• _PROBLEMS AND TASKS_
[a] According to the text about the 72nd New York Infantry, where was the regiment organized?
[b] Repeat word for word the part of the text about the 72nd New York Infantry that runs from "Dr. Charles K." to "United States history.".
[c] Carry on the text about the 72nd New York Infantry, beginning after its final sentence.

• _TEXT SHOWN_
┄┄┄┄┄┄┄┄┄┄

Dr. Charles K. Irwin, 72nd New York, Culpeper, Virginia, September 1863.

The 72nd New York Infantry Regiment was one of five infantry regiments formed by former U.S. Congressman Daniel Sickles (Note: Born to a wealthy family in New York City, Sickles was involved in a number of scandals, most notably the 1859 homicide of his wife's lover, U.S. Attorney Philip Barton Key II, whom Sickles gunned down in broad daylight in Lafayette Square, across the street from the White House. He was acquitted after using temporary insanity as a legal defense for the first time in United States history.
Upon the outbreak of the American Civil War in 1861, Sickles became one of the war's most prominent political generals, recruiting the New York regiments that became known as the Excelsior Brigade in the Army of the Potomac. Despite his lack of military experience, he served as a brigade, division, and corps commander in some of the early Eastern campaigns.) and established as part of the Excelsior Brigade which fought with the Union Army during multiple key engagements of the American Civil War, including the Chancellorsville Campaign in Virginia, the Battle of Gettysburg in Pennsylvania, and the Overland Campaign. Leaders from the 72nd New York recruited men from New Jersey, as well as from cities and small towns across the State of New York.

==Service==
Raised by former U.S. Congressman Daniel Sickles, under authority of the U.S. War Department on May 18, 1861, the 72nd New York Infantry was organized at Camp Scott on Staten Island, New York with its members mustering in there from June through November 1861. Listed on its rosters were men from New York City, who were assigned to Companies A, H or K; members of the 68th Militia from Dunkirk, who were assigned to Companies D, E and H; and recruits from Newark, New Jersey, who were assigned to Company F. Companies B, C, G, and I were staffed, respectively, by men from the New York State communities of Jamestown, Vermont, Westfield, and Delhi while Company L was composed of men from Delhi, Plattsburg and Sinclairsville, as well as from Massachusetts and New Jersey (Note: In "Report of the Adjutant-General". Saratoga Springs, New York: New York State Military Museum and Veterans Research Center.) Commanded initially by Colonel Nelson Taylor, the regiment was awarded its state number on December 11.

┄┄┄┄┄┄┄┄┄┄

• _LISTED RECORDS_
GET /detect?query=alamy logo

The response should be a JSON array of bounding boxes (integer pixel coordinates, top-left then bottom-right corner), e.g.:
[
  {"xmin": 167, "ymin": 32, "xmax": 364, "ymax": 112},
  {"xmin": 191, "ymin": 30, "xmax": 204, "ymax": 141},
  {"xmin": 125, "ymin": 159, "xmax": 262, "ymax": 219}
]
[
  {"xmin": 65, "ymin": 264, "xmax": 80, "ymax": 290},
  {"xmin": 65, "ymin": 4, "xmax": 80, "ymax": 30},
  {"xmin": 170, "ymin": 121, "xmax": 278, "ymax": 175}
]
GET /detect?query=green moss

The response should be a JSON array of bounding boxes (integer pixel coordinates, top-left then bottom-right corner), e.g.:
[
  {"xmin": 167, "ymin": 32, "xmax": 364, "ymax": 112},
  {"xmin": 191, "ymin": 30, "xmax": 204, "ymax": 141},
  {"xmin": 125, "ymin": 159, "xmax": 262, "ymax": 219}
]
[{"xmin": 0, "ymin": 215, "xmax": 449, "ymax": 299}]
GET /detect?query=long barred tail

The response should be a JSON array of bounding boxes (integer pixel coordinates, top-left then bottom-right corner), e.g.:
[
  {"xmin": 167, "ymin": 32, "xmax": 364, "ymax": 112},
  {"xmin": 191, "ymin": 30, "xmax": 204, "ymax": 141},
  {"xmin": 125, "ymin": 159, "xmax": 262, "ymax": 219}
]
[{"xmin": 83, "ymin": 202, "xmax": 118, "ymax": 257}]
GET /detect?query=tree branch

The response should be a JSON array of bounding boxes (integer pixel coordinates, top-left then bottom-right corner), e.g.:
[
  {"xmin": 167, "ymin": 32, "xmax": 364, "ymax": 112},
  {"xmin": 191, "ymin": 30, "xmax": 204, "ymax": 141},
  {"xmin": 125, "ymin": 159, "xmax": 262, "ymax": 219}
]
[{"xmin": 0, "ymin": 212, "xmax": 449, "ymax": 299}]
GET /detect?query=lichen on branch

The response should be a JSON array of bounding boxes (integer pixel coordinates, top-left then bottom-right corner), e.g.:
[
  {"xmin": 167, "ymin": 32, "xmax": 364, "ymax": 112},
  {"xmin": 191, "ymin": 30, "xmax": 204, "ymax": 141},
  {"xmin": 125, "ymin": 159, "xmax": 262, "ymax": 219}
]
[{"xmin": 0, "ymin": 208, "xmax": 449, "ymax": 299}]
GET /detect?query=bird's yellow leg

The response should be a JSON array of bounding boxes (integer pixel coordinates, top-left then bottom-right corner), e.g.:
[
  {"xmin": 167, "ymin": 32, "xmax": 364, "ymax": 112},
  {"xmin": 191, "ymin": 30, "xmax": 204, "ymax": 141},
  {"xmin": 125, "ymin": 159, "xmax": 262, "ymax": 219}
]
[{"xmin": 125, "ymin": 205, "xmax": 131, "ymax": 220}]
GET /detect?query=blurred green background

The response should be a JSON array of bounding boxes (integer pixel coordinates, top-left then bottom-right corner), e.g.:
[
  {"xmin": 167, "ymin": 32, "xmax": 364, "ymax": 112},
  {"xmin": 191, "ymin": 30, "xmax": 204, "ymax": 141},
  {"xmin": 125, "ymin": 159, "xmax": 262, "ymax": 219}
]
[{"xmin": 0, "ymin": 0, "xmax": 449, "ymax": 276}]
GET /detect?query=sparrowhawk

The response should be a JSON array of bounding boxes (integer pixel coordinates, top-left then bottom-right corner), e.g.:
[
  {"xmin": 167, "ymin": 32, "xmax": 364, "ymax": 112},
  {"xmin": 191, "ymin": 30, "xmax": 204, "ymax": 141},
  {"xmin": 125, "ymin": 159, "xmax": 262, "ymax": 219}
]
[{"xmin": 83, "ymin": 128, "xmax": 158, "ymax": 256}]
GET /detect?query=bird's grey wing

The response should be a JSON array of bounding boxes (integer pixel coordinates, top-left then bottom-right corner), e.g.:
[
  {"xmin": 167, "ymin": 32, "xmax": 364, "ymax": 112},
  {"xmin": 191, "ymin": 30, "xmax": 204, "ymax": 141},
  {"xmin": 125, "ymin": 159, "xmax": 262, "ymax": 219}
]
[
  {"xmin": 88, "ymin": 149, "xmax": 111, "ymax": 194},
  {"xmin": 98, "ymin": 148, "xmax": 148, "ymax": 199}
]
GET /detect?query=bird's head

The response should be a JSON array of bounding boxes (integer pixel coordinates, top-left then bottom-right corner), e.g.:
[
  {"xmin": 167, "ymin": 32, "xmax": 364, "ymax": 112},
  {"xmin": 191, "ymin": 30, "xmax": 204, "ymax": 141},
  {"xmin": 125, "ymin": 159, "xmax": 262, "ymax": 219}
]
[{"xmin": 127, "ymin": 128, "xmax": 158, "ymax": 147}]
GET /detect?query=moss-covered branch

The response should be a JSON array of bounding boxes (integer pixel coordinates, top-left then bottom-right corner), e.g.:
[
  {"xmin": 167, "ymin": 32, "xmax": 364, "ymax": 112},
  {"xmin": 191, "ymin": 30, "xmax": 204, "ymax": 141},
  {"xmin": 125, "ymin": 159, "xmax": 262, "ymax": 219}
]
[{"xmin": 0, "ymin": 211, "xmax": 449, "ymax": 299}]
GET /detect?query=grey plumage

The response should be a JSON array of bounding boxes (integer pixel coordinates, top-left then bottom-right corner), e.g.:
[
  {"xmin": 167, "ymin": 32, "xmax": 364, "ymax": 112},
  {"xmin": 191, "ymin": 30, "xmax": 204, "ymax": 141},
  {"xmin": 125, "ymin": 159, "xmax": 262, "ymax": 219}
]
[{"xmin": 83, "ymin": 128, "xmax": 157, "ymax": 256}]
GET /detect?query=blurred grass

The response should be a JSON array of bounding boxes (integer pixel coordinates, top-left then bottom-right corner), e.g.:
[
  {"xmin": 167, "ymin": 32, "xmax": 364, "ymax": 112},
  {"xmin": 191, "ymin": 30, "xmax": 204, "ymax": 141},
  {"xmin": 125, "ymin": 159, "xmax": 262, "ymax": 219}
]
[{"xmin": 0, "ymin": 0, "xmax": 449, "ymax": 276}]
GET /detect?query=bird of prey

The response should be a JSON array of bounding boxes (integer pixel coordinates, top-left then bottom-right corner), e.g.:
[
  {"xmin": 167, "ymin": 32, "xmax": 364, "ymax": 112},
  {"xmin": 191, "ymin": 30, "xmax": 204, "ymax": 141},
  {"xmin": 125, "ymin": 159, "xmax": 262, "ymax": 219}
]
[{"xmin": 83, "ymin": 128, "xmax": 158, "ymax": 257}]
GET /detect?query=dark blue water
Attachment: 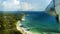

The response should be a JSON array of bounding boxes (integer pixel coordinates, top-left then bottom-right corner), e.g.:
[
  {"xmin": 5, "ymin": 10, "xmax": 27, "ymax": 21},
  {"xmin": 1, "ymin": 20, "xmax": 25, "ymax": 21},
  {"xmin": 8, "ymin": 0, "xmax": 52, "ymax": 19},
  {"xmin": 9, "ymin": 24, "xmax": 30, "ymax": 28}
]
[
  {"xmin": 0, "ymin": 11, "xmax": 59, "ymax": 32},
  {"xmin": 16, "ymin": 12, "xmax": 59, "ymax": 32}
]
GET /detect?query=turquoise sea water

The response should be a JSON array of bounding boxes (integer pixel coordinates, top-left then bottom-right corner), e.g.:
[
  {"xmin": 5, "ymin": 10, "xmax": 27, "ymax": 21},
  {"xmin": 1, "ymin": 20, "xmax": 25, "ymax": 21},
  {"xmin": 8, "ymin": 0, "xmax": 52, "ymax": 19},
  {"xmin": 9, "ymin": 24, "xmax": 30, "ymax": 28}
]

┄┄┄┄┄┄┄┄┄┄

• _ANSWERS PER TASK_
[a] At Camp Scott on Staten Island, New York.

[b]
Dr. Charles K. Irwin, 72nd New York, Culpeper, Virginia, September 1863.

The 72nd New York Infantry Regiment was one of five infantry regiments formed by former U.S. Congressman Daniel Sickles (Note: Born to a wealthy family in New York City, Sickles was involved in a number of scandals, most notably the 1859 homicide of his wife's lover, U.S. Attorney Philip Barton Key II, whom Sickles gunned down in broad daylight in Lafayette Square, across the street from the White House. He was acquitted after using temporary insanity as a legal defense for the first time in United States history.

[c]
Part of Sickles' Excelsior Brigade, the 72nd New York participated in many of the war's most significant battles. Transported to Washington, D.C., the members of this regiment were initially attached to Division of the Potomac (Sickles' Brigade), and assigned to defend the city before participating in the Union Army's expedition to lower Maryland (September 15–October 2, 1861). They were then reassigned as Sickles' Brigade to the U.S. Army of the Potomac in October as part of the division commanded by Brigadier-General Joseph Hooker. Their next significant deployment came as part of the U.S. Army's Third Corps, Second Division when they engaged in the Union Army's advance on Manassas, Virginia (March 10, 1862), the expedition from Dumfries to Fredericksburg, capture of stores (March 18), and reconnoissance from Liverpool Point to Stafford Court House and subsequent operations there (April 4). Reassigned to the Peninsula Campaign, they then participated in the Siege of Yorktown, Virginia (April 5–May 4, 1862), and incurred heavy casualties in the Battle of Williamsburg (May 5). By the time that battle was over, nearly 200 members of the regiment had been killed or wounded, a loss rate which the regiment would not experience again for the remainder of the war. Next engaged in the Battle of Seven Pines/Fair Oaks (May 31–June 1), the regiment then fought in the Seven Days Battles at Oak Grove (June 25), the Peach Orchard and Savage's Station (June 29), White Oak Swamp and Glendale (June 30), and Malvern Hill (July 1 and August 5). Transferred from the Peninsula during the fall of 1862, the regiment saw heavy action in the Union's Manassas Station Operations (August 25–27) and the Second Battle of Bull Run (August 28–30).

Engaged later that summer in the Union's Northern Virginia Campaign, under the command of Major-General John Pope, and in operations at Fairfax Station and along the Orange and Alexandria Railroad that fall, the 72nd New York received roughly 200 replacement soldiers in December 1862, bringing the regiment's strength to just over 400. It was then ordered into the Battle of Fredericksburg (December 12–15), where it remained in the field under arms and without tents for 50 hours before retreating with other Union Army troops.

Encamped at Falmouth, Virginia through April 1863, the regiment participated in Major-General Ambrose Burnside's Mud March (January 1863) and in operations at Rappanhannock Bridge and Grove Church (February 5–7) before being ordered on to the Chancellorsville Campaign. During this phase of duty, the 72nd New York lost nearly one-fourth of its members in the intense combat of the Battle of Chancellorsville on May 7, including the regiment's commanding officer, Colonel William O. Stevens, who died the next day after having been mortally wounded and captured by Confederate States Army troops.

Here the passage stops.